*TASK TO CARRY OUT:* With the first line below as the start and the line containing "target | tower spire" as the end, copy every line between them exactly, ends included.

*EXERCISE INPUT:*
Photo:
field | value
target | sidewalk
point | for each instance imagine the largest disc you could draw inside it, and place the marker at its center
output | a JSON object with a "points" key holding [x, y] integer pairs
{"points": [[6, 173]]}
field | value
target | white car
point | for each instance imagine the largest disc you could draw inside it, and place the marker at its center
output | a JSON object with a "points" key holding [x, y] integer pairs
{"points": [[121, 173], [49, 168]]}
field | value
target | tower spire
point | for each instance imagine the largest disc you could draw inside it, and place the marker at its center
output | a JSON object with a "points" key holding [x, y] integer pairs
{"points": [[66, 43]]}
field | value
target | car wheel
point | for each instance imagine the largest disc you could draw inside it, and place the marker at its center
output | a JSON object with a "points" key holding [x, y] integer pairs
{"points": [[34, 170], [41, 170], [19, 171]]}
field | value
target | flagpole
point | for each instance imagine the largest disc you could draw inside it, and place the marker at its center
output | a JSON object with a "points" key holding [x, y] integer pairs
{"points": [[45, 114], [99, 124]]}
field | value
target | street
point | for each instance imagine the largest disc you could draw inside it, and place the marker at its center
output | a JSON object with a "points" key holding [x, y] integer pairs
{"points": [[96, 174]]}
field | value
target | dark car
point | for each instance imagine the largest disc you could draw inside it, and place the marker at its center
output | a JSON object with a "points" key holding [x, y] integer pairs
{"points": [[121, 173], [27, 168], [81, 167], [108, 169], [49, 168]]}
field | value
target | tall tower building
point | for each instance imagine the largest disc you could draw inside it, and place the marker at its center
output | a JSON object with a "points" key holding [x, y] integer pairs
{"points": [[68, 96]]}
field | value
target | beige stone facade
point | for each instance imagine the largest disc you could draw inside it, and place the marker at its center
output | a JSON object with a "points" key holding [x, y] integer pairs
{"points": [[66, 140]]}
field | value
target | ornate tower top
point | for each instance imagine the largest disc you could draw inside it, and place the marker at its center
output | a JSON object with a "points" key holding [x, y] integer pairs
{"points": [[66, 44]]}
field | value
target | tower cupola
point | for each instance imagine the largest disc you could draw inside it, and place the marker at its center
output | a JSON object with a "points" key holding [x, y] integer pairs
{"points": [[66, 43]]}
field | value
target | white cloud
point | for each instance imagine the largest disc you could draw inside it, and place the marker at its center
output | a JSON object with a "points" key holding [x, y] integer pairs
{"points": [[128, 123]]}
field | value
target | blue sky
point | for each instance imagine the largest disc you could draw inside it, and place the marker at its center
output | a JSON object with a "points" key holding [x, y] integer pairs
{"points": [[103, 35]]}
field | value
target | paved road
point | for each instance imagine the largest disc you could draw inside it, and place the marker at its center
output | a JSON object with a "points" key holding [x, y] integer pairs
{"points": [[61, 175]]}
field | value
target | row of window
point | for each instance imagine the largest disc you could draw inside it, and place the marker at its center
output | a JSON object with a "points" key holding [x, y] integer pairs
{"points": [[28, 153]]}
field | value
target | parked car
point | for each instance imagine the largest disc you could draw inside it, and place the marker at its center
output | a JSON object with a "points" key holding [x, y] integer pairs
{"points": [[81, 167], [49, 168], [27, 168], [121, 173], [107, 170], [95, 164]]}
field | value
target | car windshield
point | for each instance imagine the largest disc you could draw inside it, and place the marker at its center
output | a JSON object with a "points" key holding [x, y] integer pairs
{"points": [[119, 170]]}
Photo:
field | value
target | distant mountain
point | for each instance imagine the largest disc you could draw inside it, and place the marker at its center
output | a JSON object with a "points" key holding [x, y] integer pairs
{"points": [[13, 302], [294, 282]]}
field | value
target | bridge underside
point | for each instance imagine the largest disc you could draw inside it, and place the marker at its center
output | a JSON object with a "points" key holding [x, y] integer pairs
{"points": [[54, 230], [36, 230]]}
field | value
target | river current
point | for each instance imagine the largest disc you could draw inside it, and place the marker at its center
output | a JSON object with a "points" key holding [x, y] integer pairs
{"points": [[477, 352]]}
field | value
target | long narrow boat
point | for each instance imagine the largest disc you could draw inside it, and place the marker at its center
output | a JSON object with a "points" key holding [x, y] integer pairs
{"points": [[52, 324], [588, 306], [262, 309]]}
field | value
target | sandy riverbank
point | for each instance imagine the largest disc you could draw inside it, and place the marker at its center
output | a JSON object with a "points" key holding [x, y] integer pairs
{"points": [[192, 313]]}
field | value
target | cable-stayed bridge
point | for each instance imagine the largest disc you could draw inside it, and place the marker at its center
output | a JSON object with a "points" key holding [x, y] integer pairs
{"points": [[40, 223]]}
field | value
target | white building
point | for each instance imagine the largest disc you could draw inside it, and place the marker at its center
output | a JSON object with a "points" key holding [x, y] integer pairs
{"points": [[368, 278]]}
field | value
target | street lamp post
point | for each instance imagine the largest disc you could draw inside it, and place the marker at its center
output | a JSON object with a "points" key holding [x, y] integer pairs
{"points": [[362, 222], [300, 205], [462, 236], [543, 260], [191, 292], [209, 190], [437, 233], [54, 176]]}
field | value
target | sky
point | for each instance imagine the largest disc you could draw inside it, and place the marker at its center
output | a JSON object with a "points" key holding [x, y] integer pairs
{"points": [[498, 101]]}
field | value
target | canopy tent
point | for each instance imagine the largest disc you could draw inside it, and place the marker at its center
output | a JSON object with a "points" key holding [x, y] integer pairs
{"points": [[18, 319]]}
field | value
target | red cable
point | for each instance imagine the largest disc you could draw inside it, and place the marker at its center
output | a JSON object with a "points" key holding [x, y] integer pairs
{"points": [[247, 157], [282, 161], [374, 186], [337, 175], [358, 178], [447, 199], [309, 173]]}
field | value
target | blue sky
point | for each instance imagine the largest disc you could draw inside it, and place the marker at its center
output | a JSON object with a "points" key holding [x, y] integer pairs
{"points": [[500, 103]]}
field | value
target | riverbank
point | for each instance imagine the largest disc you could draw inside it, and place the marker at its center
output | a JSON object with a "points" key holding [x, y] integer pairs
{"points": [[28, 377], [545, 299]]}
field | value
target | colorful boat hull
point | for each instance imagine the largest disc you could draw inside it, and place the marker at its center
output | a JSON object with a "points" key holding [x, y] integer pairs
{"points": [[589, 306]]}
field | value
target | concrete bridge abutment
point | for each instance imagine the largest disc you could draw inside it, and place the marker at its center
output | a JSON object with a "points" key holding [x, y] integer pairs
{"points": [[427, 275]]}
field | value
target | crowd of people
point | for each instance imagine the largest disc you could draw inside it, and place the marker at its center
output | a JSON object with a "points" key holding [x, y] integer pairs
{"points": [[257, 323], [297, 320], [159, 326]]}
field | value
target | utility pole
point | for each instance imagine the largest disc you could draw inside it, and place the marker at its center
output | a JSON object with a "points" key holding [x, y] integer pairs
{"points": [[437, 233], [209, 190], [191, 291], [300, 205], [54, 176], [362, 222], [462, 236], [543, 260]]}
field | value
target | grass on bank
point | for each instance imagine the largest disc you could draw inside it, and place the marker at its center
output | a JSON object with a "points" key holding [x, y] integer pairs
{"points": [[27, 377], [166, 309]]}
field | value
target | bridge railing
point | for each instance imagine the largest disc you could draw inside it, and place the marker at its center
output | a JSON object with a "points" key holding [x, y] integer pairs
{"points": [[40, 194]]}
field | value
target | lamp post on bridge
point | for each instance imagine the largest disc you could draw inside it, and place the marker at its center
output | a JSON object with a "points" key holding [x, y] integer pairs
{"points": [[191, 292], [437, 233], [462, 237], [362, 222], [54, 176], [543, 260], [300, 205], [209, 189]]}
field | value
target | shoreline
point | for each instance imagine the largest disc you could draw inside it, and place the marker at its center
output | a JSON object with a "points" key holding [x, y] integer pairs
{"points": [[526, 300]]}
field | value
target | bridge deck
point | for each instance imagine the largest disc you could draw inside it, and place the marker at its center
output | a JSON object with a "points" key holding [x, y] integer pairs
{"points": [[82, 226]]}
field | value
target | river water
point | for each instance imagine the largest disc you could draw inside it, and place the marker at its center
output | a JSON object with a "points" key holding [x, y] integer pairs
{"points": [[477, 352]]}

*RESPONSE AREA:*
Photo:
field | value
target | sidewalk
point | for each instance imagine the largest disc you could draw inside it, and place the marker at its center
output | a JSON object with a "points" key holding [x, y] integer pairs
{"points": [[6, 173]]}
field | value
target | white car
point | for each instance imagine the largest disc you could draw inside it, and place the marker at its center
output | a JSON object with a "points" key holding [x, y] integer pairs
{"points": [[121, 173], [49, 168]]}
field | value
target | tower spire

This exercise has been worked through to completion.